**Aim of the task**
Reproduce nothing but the lines from the one with "Nesting-site review: place a pin on each instance of the white" down to the last line of the data below.
##########
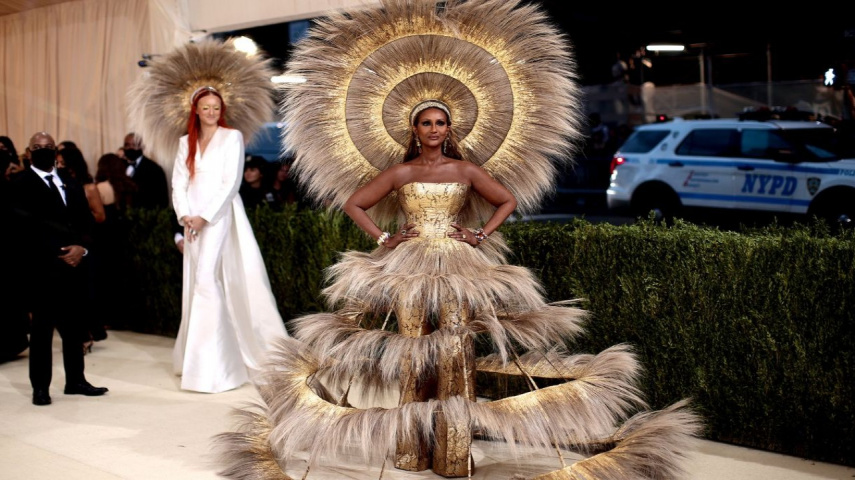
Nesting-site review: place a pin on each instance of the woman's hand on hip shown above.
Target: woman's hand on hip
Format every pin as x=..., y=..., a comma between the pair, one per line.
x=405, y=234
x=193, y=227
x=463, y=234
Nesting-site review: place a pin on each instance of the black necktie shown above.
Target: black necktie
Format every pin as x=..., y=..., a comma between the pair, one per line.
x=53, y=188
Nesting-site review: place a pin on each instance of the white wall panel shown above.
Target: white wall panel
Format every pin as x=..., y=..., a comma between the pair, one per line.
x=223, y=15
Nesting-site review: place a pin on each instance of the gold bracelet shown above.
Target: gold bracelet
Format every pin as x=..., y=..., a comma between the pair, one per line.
##########
**Result of the exercise**
Nesting-site review: place a pin on each instance of the white wall panel shown above.
Target: white wall panel
Format every pin as x=..., y=..., a comma between the pair, one per line.
x=223, y=15
Nesting-site review: place a pin on each instance of the gold bracelet shown above.
Target: gold bracelet
Format every pin as x=..., y=..., a comma between the pair, one per line.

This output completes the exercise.